ACTIONS TO TAKE:
- a) Using the extinction article, say whether each statement below agrees with it, answering yes or no and quoting the words that decide it. (i) Giordano says more species have gone extinct than are alive today. (ii) Baldwin says prey animals are often the first to be threatened by hunting. (iii) Giordano describes extinction as part of the normal course of evolution.
- b) Print the part of the extinction article starting at "The effect a" and ending at "food web changes.".

QUOTED PASSAGE:
• • •

How would a species' extinction impact the food web, our ecosystems?
Every living thing plays a role in the food chain and Earth’s ecosystems, and the extinction of certain species, whether predators or prey, can leave behind significant impacts.
“Since the origin of life on Earth, it’s fair to say that more species have gone extinct than are currently alive now,” said Dr. Anthony Giordano, president and chief conservation officer of the Society for the Preservation of Endangered Carnivores and their International Ecological Study (SPECIES). “Extinction itself is part of the normal course of evolution.”
The effect a species would have if it were to fade from existence depends largely on its role in the ecosystem. Predators, for example, are often the first to be threatened by hunting or competition with people and resources, said Clemson University conservation biologist Dr. Robert Baldwin.

“Think about large animals like the grizzly bear,” Baldwin said. “When a predator goes extinct, all of its prey are released from that predation pressure, and they may have big impacts on ecosystems.”
The loss of a predator can result in what is called a trophic cascade, which is an ecological phenomenon triggered by a predator's extinction that can also impact populations of prey, which can cause dramatic ecosystem and food web changes.

• • •

INFORMATION:
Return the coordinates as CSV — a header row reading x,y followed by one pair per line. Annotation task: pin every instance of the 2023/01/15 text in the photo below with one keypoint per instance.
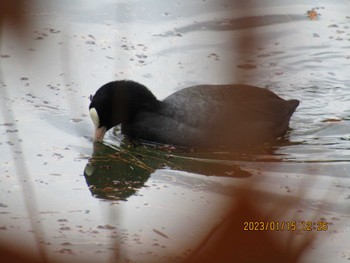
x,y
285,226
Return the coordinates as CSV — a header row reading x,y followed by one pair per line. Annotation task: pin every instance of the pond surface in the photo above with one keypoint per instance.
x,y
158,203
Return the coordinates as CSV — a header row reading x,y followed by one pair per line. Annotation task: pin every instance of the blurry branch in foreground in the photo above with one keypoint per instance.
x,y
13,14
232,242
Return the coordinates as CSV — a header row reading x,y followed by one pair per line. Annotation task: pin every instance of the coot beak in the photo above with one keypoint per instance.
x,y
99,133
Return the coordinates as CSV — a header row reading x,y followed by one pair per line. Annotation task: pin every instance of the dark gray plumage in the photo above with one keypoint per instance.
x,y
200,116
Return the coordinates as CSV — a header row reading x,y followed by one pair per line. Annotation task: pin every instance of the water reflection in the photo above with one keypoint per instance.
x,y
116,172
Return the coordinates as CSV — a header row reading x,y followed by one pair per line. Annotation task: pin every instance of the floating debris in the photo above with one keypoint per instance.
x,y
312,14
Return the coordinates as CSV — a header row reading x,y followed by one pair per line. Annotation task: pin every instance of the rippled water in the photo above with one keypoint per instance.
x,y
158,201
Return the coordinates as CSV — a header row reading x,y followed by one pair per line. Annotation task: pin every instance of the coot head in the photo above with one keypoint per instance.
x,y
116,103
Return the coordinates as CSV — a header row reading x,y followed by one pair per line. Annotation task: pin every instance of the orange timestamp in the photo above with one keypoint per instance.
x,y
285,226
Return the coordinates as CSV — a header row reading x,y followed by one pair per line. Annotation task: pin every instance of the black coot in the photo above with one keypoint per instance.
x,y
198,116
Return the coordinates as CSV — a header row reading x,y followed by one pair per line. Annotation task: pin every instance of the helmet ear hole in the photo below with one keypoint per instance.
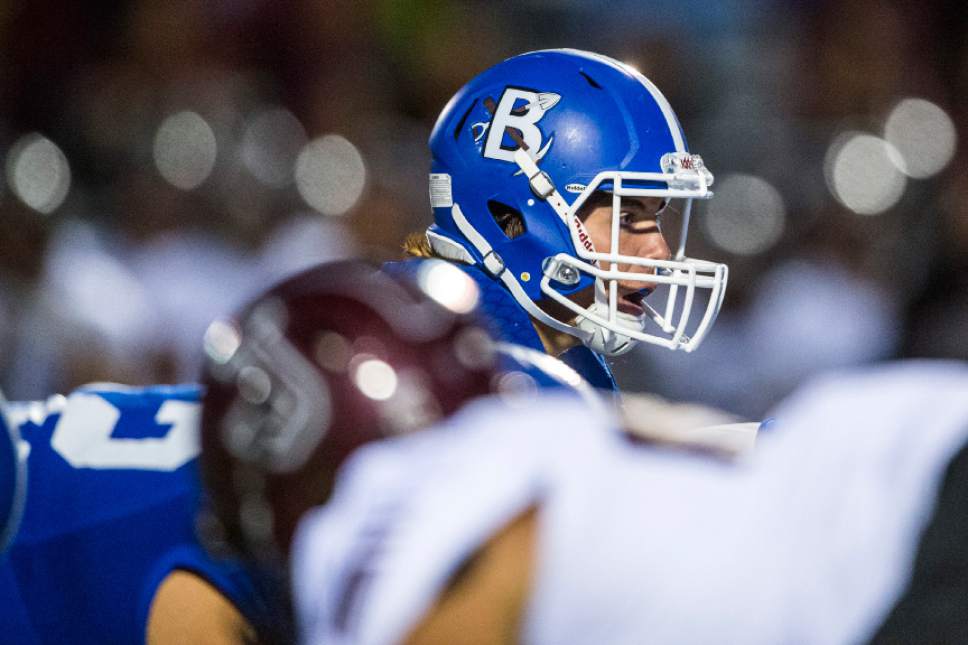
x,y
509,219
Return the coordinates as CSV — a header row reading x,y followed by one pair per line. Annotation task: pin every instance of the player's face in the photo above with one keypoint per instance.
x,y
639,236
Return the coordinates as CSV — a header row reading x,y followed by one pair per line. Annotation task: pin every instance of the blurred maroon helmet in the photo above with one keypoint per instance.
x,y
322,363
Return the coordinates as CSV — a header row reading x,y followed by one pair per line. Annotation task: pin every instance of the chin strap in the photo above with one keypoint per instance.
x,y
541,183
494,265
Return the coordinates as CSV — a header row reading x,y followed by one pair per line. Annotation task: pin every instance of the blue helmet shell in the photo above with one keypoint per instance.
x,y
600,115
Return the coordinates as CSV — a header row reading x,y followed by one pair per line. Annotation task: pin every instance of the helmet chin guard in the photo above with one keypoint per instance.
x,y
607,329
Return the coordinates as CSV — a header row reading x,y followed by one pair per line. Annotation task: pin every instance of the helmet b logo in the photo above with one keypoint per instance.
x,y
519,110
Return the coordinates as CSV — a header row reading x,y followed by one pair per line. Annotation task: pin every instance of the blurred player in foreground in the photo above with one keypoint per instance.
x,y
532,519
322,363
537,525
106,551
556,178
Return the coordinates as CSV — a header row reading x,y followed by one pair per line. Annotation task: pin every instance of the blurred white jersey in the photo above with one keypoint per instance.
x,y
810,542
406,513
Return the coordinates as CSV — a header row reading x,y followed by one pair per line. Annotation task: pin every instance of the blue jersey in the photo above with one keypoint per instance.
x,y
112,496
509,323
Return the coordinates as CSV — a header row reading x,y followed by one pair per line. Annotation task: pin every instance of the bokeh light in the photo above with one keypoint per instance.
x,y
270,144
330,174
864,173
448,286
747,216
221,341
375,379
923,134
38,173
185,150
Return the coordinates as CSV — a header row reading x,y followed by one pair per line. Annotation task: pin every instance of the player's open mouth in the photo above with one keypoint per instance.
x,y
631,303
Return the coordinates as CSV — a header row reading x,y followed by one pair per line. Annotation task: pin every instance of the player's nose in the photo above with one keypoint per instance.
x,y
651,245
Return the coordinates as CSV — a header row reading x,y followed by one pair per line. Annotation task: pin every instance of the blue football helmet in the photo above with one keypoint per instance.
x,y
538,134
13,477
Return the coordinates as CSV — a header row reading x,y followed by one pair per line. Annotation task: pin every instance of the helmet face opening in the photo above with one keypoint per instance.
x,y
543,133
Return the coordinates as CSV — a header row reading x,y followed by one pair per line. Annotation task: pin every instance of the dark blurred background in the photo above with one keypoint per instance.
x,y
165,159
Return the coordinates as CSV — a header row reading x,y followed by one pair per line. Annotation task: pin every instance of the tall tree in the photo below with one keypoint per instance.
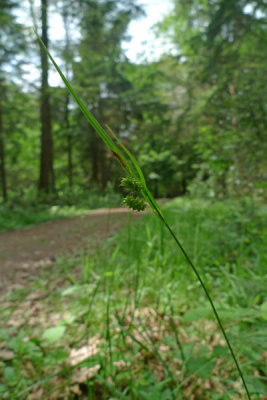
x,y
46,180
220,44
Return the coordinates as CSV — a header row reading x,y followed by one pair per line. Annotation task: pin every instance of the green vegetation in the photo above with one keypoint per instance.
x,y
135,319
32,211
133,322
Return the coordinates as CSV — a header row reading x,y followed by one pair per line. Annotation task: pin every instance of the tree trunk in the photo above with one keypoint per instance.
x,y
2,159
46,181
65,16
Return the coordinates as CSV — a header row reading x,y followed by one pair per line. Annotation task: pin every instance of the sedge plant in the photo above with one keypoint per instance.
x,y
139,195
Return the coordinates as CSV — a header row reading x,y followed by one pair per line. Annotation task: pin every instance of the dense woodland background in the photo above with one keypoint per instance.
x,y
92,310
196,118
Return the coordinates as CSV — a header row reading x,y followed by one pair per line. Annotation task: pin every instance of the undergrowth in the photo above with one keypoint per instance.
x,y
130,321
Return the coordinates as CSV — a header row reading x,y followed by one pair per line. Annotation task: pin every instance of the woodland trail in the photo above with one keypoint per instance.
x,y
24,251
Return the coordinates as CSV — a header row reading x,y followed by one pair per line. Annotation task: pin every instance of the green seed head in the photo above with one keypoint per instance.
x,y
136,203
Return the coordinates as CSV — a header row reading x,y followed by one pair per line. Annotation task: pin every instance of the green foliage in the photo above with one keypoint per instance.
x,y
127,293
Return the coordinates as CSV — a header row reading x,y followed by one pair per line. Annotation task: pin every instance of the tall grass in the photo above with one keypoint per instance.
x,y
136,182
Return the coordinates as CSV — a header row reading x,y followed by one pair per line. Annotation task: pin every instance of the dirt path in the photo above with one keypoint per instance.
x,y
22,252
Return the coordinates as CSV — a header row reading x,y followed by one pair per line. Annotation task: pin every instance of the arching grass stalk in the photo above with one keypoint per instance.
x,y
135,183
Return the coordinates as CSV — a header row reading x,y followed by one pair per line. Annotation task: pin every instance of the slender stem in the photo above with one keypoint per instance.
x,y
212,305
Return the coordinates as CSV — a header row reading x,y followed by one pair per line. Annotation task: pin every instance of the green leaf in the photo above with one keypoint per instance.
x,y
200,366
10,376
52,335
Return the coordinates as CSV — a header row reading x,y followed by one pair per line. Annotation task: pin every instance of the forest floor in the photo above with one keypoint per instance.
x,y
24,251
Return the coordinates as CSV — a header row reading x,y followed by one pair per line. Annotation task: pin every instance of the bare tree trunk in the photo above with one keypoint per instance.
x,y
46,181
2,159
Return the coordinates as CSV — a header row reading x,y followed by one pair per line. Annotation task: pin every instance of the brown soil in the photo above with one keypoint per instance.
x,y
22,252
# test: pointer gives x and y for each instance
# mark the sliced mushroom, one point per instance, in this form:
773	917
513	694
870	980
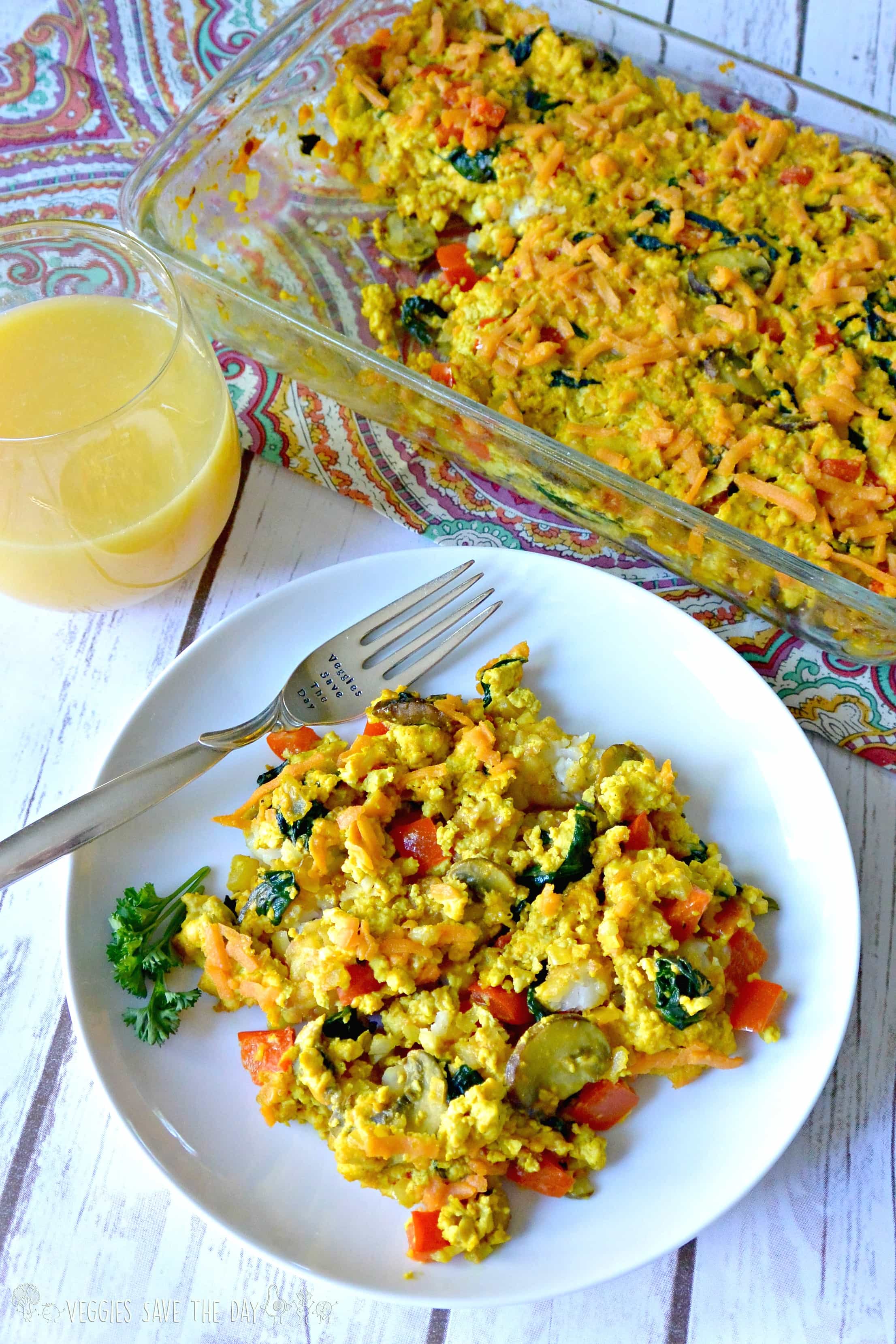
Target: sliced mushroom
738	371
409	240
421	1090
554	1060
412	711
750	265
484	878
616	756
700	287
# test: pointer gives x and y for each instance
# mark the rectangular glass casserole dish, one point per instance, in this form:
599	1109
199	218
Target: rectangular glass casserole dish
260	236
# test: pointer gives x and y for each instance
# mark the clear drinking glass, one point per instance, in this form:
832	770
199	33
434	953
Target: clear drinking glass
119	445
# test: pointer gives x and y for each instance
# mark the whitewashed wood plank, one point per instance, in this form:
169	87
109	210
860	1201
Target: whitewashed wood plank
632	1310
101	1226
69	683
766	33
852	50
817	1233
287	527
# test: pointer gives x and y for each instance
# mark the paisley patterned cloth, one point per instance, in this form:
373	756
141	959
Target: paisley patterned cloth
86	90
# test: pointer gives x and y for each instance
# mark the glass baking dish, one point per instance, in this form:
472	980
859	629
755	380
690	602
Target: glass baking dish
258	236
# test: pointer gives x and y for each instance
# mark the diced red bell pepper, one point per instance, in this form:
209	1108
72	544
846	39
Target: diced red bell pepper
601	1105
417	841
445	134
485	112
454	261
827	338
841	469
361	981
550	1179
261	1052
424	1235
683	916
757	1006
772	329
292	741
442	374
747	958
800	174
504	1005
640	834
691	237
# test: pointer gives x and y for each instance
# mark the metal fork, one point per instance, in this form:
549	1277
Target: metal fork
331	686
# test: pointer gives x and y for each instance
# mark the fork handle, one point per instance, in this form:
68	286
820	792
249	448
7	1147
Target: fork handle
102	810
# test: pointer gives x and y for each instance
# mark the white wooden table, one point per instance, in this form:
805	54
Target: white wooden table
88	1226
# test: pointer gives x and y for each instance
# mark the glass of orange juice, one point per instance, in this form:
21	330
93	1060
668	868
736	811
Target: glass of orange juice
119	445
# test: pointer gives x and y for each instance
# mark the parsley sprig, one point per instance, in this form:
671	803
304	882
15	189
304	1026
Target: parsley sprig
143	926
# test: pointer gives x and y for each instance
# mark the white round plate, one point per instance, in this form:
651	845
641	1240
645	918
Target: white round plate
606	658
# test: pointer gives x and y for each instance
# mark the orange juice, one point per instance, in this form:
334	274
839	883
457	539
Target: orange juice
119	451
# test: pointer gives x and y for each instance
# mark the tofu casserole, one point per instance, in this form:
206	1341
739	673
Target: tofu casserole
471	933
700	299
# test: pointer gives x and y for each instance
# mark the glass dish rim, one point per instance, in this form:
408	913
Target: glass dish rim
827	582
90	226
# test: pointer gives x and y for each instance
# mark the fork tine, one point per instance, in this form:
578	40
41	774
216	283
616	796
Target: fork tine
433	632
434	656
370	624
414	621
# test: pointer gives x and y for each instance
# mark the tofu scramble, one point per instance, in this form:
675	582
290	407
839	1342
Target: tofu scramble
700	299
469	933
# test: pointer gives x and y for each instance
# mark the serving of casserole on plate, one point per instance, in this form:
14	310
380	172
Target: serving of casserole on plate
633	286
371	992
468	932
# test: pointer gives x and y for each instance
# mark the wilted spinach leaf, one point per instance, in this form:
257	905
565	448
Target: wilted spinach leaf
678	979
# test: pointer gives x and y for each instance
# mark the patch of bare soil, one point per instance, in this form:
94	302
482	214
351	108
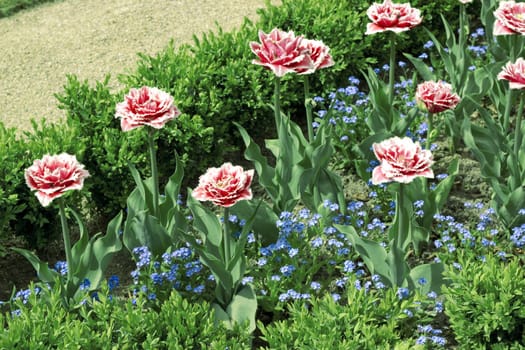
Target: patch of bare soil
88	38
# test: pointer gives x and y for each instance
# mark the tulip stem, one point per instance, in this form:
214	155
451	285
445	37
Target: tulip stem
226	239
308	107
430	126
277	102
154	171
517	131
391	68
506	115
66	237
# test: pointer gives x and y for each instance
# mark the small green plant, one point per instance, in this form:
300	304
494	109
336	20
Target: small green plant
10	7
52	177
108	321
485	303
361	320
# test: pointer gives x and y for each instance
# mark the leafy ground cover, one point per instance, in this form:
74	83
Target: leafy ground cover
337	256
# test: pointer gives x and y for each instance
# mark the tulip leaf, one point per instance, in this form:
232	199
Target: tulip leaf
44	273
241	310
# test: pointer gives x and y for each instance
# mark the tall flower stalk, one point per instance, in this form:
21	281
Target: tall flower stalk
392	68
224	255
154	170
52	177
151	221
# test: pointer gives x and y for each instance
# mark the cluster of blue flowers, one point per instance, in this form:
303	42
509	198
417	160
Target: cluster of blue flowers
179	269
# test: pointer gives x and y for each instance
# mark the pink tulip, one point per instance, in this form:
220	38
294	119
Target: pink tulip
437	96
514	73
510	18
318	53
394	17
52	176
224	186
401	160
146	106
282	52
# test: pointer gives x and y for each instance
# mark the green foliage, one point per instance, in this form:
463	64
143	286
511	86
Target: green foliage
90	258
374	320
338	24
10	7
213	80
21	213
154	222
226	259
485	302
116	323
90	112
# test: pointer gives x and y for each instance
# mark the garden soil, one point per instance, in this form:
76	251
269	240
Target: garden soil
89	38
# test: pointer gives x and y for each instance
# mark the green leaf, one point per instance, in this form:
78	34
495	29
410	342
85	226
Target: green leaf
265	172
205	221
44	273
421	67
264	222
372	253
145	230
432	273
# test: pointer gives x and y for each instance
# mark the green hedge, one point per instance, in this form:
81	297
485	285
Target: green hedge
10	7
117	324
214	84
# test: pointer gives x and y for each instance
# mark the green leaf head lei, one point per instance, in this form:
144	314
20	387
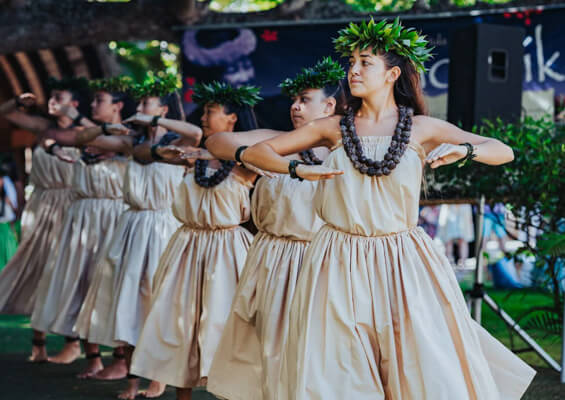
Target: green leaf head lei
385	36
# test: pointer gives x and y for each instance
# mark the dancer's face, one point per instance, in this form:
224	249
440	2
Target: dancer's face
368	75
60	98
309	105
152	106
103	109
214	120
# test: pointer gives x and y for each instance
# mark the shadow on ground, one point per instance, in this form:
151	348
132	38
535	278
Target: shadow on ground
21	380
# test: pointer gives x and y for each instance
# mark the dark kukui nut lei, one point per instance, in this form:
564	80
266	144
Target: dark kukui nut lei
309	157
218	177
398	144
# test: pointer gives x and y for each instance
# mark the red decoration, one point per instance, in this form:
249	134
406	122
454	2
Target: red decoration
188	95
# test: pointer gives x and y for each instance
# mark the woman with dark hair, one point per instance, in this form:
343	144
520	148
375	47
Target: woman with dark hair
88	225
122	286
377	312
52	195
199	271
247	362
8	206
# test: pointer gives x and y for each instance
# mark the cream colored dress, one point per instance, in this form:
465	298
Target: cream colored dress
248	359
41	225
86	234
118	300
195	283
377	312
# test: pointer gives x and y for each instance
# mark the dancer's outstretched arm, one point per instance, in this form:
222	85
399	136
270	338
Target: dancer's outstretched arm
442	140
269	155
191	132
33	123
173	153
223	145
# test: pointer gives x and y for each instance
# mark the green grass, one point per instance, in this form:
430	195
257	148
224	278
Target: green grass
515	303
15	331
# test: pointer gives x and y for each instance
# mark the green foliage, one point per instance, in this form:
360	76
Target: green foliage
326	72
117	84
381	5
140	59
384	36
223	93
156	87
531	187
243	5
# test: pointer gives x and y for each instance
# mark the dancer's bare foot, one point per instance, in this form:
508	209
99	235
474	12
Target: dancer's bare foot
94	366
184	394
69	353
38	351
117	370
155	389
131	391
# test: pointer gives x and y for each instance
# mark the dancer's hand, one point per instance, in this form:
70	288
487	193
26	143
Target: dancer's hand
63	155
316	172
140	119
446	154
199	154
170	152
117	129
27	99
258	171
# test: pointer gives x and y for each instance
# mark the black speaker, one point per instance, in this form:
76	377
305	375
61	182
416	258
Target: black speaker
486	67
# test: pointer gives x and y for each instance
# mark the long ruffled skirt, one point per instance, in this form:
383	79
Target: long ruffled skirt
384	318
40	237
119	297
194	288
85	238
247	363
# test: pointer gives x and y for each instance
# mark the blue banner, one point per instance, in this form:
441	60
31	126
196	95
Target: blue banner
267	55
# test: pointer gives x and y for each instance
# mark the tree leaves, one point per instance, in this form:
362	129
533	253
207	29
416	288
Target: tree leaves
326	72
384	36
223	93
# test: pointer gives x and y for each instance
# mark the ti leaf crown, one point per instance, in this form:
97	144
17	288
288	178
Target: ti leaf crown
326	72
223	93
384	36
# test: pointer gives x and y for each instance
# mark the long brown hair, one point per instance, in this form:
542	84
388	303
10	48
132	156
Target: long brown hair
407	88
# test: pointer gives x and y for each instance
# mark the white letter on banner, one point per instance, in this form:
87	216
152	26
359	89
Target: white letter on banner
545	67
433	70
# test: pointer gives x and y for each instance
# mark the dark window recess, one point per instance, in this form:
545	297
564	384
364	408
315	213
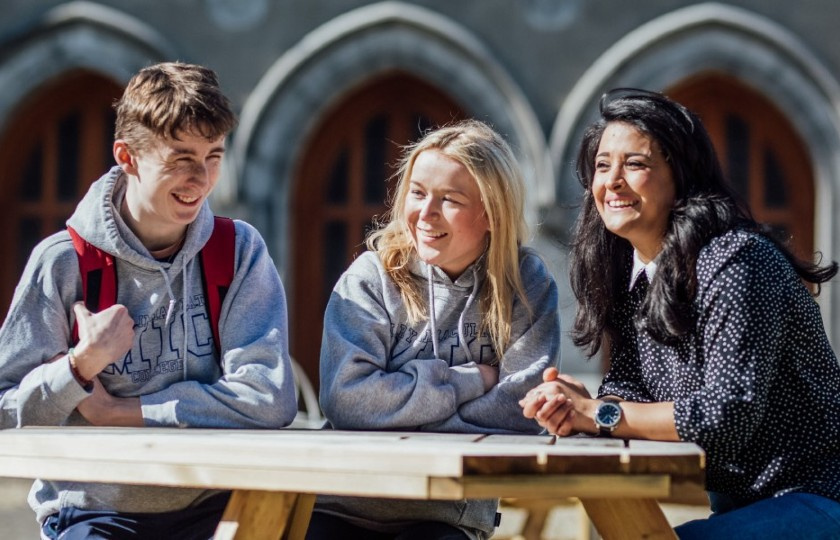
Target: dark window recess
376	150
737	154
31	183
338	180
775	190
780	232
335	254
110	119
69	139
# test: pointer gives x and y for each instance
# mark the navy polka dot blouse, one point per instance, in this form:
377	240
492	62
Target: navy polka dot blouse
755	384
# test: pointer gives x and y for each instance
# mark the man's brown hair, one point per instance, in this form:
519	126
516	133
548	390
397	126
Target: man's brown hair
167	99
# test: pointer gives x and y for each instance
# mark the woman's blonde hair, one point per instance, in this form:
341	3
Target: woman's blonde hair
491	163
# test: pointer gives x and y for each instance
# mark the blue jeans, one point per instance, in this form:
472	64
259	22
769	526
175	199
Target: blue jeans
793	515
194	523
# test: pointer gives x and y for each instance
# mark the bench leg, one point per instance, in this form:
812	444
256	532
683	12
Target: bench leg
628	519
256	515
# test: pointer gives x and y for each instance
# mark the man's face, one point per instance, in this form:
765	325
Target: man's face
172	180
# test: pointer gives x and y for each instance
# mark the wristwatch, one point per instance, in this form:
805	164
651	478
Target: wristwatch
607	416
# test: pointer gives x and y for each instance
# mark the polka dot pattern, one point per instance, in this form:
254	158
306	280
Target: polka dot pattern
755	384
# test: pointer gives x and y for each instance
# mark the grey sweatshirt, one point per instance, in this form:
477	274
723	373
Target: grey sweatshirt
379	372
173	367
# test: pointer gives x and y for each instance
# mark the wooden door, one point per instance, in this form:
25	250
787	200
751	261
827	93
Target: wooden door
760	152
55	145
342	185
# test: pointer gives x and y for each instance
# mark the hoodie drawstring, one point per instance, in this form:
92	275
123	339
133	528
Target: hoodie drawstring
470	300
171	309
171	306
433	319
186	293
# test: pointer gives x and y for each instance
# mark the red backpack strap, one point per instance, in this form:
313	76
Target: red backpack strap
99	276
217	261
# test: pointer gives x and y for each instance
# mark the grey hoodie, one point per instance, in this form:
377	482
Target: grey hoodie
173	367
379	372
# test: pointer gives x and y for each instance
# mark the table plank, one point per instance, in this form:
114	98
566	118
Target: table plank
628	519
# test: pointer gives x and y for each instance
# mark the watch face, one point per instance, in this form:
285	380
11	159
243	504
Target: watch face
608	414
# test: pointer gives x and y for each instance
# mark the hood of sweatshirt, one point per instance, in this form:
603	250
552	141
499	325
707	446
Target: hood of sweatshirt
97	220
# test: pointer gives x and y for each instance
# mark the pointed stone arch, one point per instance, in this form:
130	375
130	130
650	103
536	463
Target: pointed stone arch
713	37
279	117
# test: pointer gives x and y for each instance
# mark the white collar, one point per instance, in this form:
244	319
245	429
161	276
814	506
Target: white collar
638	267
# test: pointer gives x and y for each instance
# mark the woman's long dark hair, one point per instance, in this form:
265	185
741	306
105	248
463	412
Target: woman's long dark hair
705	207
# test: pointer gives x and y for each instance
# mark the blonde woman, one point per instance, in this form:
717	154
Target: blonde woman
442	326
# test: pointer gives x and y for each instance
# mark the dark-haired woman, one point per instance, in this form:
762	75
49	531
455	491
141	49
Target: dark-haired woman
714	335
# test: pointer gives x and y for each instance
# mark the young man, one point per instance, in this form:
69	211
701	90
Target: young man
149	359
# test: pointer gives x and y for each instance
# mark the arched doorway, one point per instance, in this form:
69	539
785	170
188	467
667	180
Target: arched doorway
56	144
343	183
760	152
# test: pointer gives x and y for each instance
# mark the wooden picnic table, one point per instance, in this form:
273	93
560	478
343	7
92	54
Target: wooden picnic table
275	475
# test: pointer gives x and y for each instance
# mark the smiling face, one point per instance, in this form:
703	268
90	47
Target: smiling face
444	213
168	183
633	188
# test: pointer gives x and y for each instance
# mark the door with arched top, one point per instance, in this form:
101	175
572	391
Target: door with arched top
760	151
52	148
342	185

• • •

SOLUTIONS TO THE PROBLEMS:
- a)
(i) Yes: "more species have gone extinct than are currently alive now"
(ii) No: "Predators, for example, are often the first to be threatened by hunting or competition with people and resources"
(iii) Yes: "Extinction itself is part of the normal course of evolution."

- b)
The effect a species would have if it were to fade from existence depends largely on its role in the ecosystem. Predators, for example, are often the first to be threatened by hunting or competition with people and resources, said Clemson University conservation biologist Dr. Robert Baldwin.

“Think about large animals like the grizzly bear,” Baldwin said. “When a predator goes extinct, all of its prey are released from that predation pressure, and they may have big impacts on ecosystems.”
The loss of a predator can result in what is called a trophic cascade, which is an ecological phenomenon triggered by a predator's extinction that can also impact populations of prey, which can cause dramatic ecosystem and food web changes.